**Task instructions:** In the listing below, lines with the string "order" are to be counted; the number is the entire reply.

**Data supplied:**
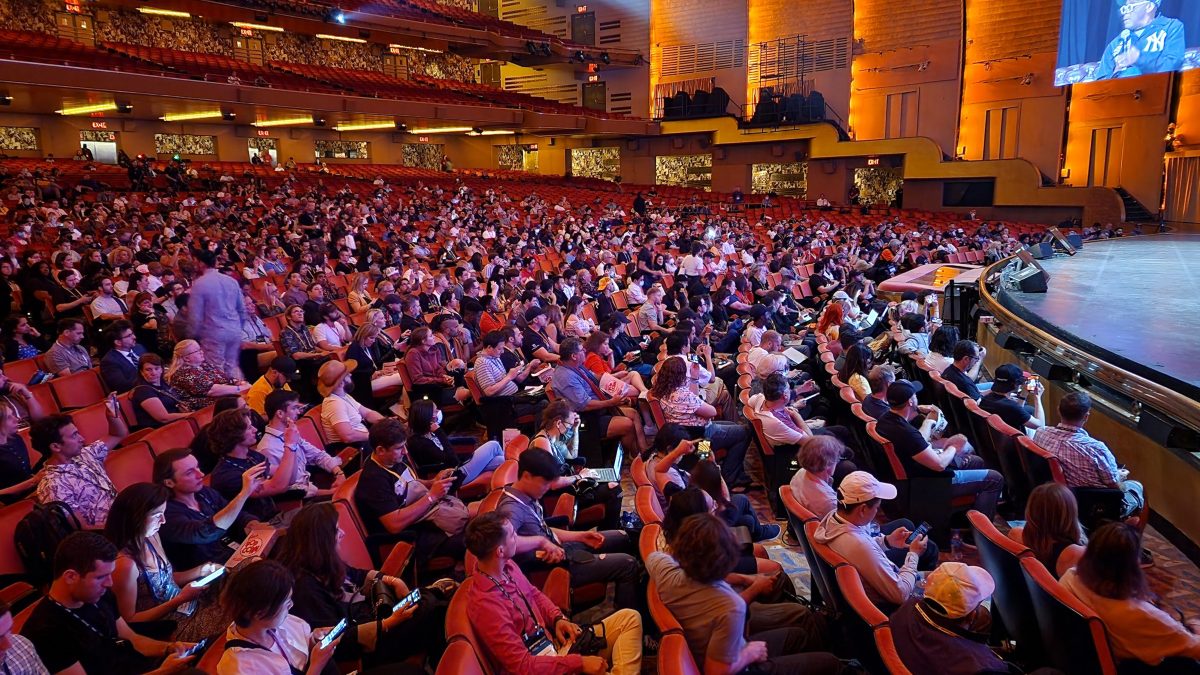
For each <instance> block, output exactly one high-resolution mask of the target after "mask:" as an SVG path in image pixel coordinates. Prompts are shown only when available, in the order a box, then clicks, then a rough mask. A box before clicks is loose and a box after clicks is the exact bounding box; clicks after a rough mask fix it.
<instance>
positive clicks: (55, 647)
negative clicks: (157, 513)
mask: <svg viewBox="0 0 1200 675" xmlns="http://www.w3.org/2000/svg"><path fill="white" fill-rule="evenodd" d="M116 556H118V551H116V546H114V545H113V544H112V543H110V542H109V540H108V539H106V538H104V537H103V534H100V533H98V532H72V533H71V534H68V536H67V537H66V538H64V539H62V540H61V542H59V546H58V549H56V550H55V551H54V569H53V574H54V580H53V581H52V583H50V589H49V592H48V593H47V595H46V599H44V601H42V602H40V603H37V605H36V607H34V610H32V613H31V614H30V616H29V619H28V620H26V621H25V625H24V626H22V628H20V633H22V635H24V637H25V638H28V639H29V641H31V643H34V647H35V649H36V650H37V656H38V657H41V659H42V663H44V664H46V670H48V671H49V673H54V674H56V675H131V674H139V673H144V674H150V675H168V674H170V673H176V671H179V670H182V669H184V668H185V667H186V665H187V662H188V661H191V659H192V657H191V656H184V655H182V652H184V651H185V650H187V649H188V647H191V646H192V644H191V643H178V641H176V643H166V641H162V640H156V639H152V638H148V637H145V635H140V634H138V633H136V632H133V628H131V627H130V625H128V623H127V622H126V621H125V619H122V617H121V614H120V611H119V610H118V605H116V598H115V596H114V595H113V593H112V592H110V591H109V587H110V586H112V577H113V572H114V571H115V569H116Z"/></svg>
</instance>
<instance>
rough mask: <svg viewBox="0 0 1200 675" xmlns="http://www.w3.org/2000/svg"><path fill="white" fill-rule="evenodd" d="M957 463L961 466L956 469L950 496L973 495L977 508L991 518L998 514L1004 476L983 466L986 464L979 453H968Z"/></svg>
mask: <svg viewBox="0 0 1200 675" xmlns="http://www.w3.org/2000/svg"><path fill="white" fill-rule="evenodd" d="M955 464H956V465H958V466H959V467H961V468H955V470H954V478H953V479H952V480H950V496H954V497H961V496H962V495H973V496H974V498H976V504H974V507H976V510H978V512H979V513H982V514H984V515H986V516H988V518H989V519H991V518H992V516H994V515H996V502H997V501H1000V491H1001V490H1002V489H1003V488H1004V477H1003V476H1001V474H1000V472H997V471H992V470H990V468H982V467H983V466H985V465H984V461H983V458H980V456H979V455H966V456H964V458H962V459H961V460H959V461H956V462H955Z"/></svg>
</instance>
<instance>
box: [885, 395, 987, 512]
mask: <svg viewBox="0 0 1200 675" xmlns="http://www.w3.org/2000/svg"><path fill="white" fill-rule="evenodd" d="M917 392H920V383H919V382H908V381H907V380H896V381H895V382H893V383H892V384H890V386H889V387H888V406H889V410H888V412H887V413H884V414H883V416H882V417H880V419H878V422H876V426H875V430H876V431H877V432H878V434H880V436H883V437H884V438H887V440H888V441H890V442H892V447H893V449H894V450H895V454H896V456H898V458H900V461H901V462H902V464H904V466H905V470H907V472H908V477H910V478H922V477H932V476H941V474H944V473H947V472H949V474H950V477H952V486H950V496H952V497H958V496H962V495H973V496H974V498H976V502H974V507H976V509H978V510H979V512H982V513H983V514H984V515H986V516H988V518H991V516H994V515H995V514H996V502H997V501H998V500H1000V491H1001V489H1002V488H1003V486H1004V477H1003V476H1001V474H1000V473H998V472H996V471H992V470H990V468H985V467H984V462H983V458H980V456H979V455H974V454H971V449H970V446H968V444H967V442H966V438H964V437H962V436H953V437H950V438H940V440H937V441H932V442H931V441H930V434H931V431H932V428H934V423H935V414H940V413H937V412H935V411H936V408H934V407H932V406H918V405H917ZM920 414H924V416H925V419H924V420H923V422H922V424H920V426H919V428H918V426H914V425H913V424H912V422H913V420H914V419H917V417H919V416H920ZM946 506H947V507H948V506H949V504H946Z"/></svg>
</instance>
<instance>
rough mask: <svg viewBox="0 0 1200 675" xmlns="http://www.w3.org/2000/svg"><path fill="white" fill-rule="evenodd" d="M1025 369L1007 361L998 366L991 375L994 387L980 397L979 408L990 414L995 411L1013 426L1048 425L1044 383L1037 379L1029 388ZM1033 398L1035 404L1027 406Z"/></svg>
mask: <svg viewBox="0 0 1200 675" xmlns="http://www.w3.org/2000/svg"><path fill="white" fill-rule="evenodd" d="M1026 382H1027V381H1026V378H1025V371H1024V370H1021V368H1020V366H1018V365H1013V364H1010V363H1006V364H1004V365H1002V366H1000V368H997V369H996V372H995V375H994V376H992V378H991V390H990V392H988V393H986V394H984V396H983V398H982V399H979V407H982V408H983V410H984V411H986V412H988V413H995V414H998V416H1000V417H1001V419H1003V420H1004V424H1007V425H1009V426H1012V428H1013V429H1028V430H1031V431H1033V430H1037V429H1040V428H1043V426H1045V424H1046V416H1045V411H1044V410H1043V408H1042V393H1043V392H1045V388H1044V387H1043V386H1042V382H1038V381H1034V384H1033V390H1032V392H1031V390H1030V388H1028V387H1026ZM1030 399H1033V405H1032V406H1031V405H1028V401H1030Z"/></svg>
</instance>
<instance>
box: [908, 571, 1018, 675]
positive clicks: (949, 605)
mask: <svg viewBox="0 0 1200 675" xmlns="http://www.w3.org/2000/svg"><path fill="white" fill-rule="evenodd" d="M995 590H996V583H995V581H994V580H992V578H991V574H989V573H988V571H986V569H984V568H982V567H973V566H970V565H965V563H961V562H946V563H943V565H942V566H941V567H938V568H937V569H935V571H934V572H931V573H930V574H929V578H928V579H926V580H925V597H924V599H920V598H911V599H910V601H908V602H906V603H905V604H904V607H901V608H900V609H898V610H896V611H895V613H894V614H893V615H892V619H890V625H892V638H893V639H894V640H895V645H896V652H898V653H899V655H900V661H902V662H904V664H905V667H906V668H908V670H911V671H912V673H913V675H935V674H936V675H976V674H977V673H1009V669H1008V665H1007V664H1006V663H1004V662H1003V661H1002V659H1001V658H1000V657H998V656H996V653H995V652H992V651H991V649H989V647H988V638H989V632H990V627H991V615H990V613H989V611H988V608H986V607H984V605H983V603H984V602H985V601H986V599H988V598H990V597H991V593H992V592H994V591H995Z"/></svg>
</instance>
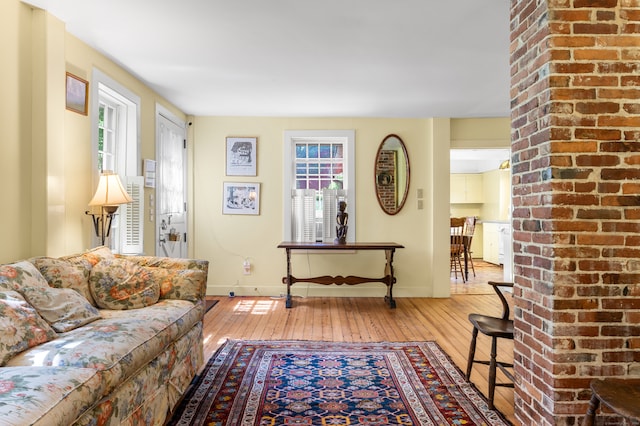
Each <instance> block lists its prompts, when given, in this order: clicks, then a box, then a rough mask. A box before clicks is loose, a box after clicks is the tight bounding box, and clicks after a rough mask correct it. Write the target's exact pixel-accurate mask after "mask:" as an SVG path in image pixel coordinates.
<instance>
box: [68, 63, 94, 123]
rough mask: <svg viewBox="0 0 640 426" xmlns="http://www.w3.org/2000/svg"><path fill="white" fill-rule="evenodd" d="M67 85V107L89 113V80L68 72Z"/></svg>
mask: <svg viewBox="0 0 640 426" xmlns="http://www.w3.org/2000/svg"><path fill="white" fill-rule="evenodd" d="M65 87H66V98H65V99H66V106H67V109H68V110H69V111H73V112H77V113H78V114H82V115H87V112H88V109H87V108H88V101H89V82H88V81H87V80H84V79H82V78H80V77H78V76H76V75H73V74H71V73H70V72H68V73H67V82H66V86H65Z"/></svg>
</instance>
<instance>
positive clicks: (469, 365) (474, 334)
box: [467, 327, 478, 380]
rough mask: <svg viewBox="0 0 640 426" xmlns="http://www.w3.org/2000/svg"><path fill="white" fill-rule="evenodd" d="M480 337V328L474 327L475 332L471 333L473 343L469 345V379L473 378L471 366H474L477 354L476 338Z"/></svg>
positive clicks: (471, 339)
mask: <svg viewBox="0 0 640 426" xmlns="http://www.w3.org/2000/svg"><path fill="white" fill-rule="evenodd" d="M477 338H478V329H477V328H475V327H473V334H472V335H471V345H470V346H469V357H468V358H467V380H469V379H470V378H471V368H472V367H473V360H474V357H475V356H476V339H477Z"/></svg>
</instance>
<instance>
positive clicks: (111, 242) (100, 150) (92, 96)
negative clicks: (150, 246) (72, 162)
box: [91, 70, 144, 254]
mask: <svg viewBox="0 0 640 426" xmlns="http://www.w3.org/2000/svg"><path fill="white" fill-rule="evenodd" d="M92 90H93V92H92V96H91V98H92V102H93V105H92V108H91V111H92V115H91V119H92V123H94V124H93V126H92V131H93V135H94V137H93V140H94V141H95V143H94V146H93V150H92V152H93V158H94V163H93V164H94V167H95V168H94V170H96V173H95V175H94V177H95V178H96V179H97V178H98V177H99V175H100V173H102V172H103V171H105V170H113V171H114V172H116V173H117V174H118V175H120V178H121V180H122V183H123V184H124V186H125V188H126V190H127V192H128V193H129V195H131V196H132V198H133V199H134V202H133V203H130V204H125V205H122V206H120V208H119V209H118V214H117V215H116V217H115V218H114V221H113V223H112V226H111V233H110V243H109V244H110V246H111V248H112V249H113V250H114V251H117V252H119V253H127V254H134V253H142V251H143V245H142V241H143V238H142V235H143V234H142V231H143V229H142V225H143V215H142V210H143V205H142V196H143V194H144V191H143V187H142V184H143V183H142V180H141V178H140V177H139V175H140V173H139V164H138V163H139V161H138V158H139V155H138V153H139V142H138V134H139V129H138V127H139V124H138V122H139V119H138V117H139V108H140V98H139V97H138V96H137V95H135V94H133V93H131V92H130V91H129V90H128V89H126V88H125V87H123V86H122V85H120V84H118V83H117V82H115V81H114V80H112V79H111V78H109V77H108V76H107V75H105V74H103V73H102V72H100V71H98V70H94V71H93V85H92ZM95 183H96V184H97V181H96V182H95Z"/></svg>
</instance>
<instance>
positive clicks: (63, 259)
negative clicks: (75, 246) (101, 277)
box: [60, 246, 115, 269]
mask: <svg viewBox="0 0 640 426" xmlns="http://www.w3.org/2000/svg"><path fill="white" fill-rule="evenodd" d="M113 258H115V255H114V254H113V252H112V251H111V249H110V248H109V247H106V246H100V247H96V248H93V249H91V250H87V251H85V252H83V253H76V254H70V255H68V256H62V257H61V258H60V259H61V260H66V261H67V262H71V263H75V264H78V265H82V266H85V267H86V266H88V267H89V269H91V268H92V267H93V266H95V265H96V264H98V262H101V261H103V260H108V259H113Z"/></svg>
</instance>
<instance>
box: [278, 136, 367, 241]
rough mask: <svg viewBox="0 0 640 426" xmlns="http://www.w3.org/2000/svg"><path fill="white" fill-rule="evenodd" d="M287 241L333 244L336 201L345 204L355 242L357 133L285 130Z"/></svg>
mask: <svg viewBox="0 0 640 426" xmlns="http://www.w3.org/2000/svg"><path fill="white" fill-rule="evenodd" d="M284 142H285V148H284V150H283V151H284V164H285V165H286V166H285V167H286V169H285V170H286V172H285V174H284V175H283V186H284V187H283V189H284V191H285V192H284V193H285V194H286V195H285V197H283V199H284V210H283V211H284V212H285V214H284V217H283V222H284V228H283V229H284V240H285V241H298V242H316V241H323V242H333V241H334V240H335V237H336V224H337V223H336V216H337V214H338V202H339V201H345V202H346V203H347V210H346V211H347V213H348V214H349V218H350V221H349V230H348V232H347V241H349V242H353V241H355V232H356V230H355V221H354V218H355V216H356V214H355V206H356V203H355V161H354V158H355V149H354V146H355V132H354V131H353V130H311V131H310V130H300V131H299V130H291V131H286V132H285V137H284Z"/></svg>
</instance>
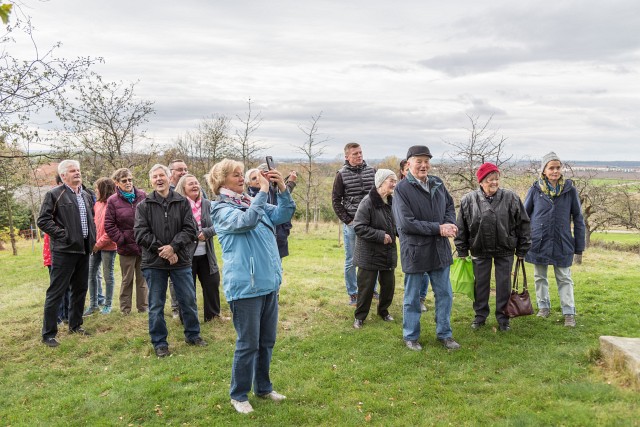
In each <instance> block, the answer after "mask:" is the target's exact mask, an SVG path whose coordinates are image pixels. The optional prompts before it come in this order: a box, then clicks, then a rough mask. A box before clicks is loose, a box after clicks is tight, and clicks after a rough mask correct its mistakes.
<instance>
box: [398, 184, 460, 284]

**Result:** 3